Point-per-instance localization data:
Start of Block
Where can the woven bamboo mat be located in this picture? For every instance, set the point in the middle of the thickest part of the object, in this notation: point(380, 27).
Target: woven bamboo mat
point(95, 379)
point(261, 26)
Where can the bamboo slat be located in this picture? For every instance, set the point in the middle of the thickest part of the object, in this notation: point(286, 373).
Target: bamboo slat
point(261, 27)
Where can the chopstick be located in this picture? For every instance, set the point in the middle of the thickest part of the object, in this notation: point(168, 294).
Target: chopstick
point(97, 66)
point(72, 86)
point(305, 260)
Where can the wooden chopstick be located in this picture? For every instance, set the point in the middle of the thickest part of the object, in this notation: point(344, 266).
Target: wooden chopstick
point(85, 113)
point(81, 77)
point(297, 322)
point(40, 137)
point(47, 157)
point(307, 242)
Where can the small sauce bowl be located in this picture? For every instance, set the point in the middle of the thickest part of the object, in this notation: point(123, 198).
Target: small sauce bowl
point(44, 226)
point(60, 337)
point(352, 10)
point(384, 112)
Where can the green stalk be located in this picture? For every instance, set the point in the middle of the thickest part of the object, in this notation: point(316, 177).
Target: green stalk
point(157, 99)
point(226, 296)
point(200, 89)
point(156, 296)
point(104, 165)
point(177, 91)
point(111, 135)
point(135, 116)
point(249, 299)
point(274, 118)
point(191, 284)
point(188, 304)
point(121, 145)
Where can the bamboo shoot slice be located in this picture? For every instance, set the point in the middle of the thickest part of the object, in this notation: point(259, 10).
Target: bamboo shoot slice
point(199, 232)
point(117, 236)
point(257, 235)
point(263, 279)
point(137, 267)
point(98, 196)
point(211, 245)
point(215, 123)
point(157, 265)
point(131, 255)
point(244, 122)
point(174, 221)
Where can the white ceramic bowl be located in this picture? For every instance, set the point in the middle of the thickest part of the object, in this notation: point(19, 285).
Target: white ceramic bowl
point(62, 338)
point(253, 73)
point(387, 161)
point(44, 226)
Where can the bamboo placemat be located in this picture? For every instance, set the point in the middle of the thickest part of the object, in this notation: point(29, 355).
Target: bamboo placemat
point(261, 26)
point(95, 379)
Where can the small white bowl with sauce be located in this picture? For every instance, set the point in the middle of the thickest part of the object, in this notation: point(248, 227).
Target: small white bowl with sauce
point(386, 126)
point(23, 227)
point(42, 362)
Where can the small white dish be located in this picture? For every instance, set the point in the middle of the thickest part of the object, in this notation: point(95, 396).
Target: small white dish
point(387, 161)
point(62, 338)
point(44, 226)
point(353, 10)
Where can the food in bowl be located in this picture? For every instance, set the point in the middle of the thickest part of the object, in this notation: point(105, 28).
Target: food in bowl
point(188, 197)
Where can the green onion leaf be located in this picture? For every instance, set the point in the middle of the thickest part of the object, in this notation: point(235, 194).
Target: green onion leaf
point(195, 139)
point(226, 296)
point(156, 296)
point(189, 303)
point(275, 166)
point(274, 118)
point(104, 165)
End of Block
#### EXERCISE INSTRUCTIONS:
Among the lines above, repeat exactly those from the line with "Where can the bamboo slat" to the line with "Where can the bamboo placemat", counting both ends.

#### RESPONSE TO THE EXERCISE:
Where can the bamboo slat be located in this picture? For every instance, set the point in the middle of the thickest part of the object, in this notation: point(286, 373).
Target: bamboo slat
point(261, 27)
Where can the chopstick be located in this picture? For every instance, set the point in the middle of the thickest part of the object, in this notation: point(168, 294).
Target: chopstick
point(97, 66)
point(72, 86)
point(305, 260)
Where can the wooden chopstick be located in this picture? For every instance, set the point in the middle of the thickest part of the object, in this notation: point(344, 266).
Target: wooden chopstick
point(85, 113)
point(81, 77)
point(297, 322)
point(40, 137)
point(47, 157)
point(307, 242)
Where can the small sauce bowl be located in this picture? For every instance, set the point in the middle of the thickest part of the object, in this notation: point(123, 198).
Target: small sauce bowl
point(44, 226)
point(60, 337)
point(352, 10)
point(384, 112)
Where can the green stalk be located in this picture? For every instance, set the point in the middle of the thickest part of the object, in this notation: point(316, 177).
Target: green stalk
point(157, 99)
point(226, 296)
point(200, 89)
point(156, 296)
point(104, 165)
point(177, 91)
point(111, 135)
point(135, 116)
point(249, 299)
point(274, 118)
point(191, 284)
point(188, 304)
point(121, 145)
Where can the bamboo shoot slice be located in this picture? For every instance, set the point in the middle of the thickest part of the object, in this notation: point(259, 10).
Target: bamboo shoot slice
point(199, 232)
point(117, 236)
point(257, 235)
point(263, 279)
point(137, 267)
point(98, 196)
point(211, 245)
point(215, 123)
point(157, 265)
point(131, 255)
point(244, 122)
point(174, 221)
Where can the white ceramic bowl be located in this picture? For every instance, set the point in the middle of the thickest part of the object, in this notation: point(19, 285).
Target: white ceramic bowl
point(62, 338)
point(253, 73)
point(387, 161)
point(44, 226)
Where can the bamboo placemat be located in this picture? For every instance, set the point in the middle of the thickest part of the object, in this notation: point(29, 355).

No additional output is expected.